What to work on:
[A] In the Massachusetts DPU article, on what date is Jamie Van Nostrand set to leave the department?
[B] Print the Massachusetts DPU article from "In December 2023, the" up to and including "New Gas Infrastructure.)".
[C] Carry on the Massachusetts DPU article from the point where it stops.

Page excerpt:
=======
Jamie Van Nostrand’s tenure as chair of the Massachusetts Department of Public Utilities has been defined, in large part, by the department’s effort to align gas utility regulation with the state’s decarbonization laws and targets.

Prior to his appointment in 2023, the DPU faced significant criticism from public advocacy groups over a gas decarbonization planning process largely dominated by the long-term vision put forward by the state’s investor-owned gas utilities.

Following the election of Gov. Maura Healey (D) in 2022, Energy and Environmental Affairs Secretary Rebecca Tepper appointed Van Nostrand and fellow Commissioner Staci Rubin, tasking them with building “a 21st-century DPU” centered around “a commitment to transparency, equity and innovation.”

At the time, Van Nostrand was a professor focused on energy issues at the West Virginia University College of Law. Earlier in his career, he represented utilities in regulatory proceedings in the Pacific Northwest, and nonprofits and public interest groups in proceedings in New York and Virginia.

After 12 years at WVU, “I had the opportunity to come to Massachusetts, and couldn’t say no to Secretary Tepper,” Van Nostrand said in a recent interview with RTO Insider. “It was a dream job.”

Two and a half years after taking the helm at the DPU, Van Nostrand will leave the department Oct. 17 after leading it through a series of major changes in its approach to natural gas regulation.

In December 2023, the DPU published Order 20-80-B, which concluded the department’s contentious multiyear investigation into the decarbonization of the state’s gas network. While utilities had pushed for a framework centered around partial electrification and alternative fuels like hydrogen and renewable natural gas (RNG), the DPU largely sided with climate and consumer advocacy groups in its assessment that gas system decarbonization must focus on electrification.

The order marked a significant step toward an eventual transition away from natural gas, setting the stage for the challenging technical and political questions the DPU has been working on over the past two years. (See Massachusetts Moves to Limit New Gas Infrastructure.)

It required gas utilities to consider non-gas alternatives before investing in new gas infrastructure; directed the utilities to submit climate compliance plans every five years; mandated integrated planning with electric utilities; banned the companies from promoting natural gas expansion; and prevented them from including in the rate base the costs of procuring hydrogen or RNG.

With the order and the proceedings that followed, “I think we pretty much staked out the position as the No. 1 state in the country on the gas transition,” Van Nostrand said.

The Obligation to Serve

Following the order, the DPU has taken more steps to amend its line-extension policies, which would limit the utilities’ ability to spread the costs of connecting new gas customers across their rate base; minimize spending on pipe replacement projects and update the utilities’ “obligation to serve” gas customers.

The obligation to serve, the companies have argued, would prevent them from decommissioning entire sections of pipe if any customers refuse to give up their gas service. In 2024, the legislature amended the statutory basis for this obligation, authorizing the DPU to “order actions that may vary the uniformity of the availability of natural gas service” to enable emissions reductions and compliance with the state’s climate laws.
=======
Available data:
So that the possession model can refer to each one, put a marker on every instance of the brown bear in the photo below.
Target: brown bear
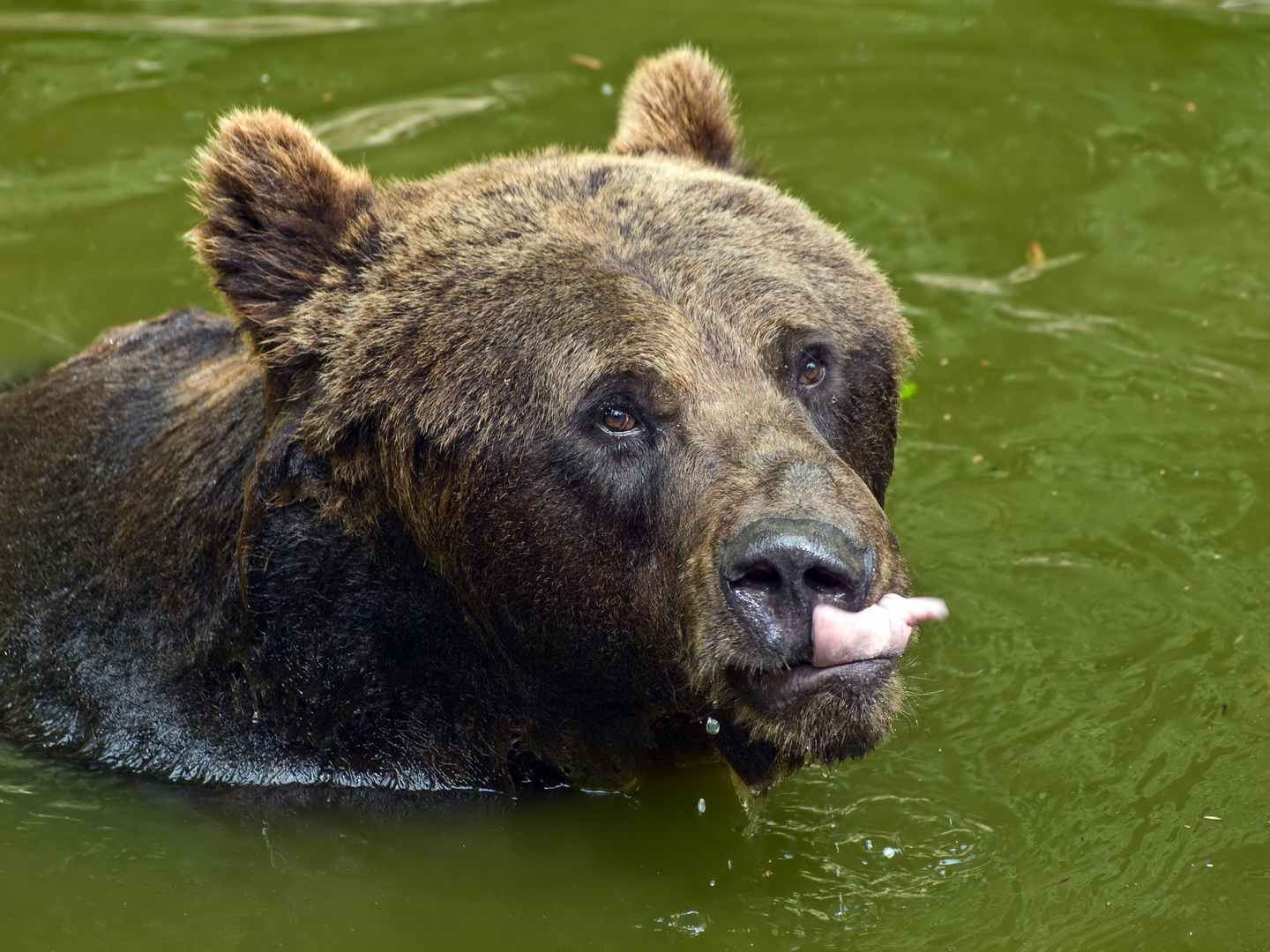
(544, 470)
=======
Answers to each task:
[A] Oct. 17

[B]
In December 2023, the DPU published Order 20-80-B, which concluded the department’s contentious multiyear investigation into the decarbonization of the state’s gas network. While utilities had pushed for a framework centered around partial electrification and alternative fuels like hydrogen and renewable natural gas (RNG), the DPU largely sided with climate and consumer advocacy groups in its assessment that gas system decarbonization must focus on electrification.

The order marked a significant step toward an eventual transition away from natural gas, setting the stage for the challenging technical and political questions the DPU has been working on over the past two years. (See Massachusetts Moves to Limit New Gas Infrastructure.)

[C]
In early October, stakeholders submitted comments to the DPU on how it should interpret the legal definition. The gas companies argued that the DPU cannot require them to disconnect existing customers, while climate advocates, the Massachusetts Attorney General’s Office and Sen. Mike Barrett, the top senator responsible for drafting the 2024 legislative changes, argued that the DPU does have this authority (D.P.U. 25-40 through 25-45).

The obligation to serve “is a tough nut to crack,” Van Nostrand said.

“How do you shrink the system if you identify a decommissioning possibility and not all the customers want to electrify?” he said. “That would completely thwart the ability to decommission the pipe, so your throughput is going to go down, but your fixed costs aren’t going to go down.”

He said addressing the obligation to serve is part of a broader need to carefully manage the transition to prevent customers who cannot afford to electrify from being saddled with an increasing share of the gas system’s fixed costs.

“An unmanaged transition results in much, much higher rates for customers who can least afford to pay them,” Van Nostrand said. “I think we’re leading the nation on it, but I’ve learned a lot from regulators in the other states who are struggling with the same issues.”

The Coal Trap

While teaching at WVU, Van Nostrand wrote “The Coal Trap,” a book about how the close alignment of the coal industry and top West Virginia politicians prevented the state from taking advantage of clean energy opportunities between 2009 and 2019, hurting the state’s economy and environment.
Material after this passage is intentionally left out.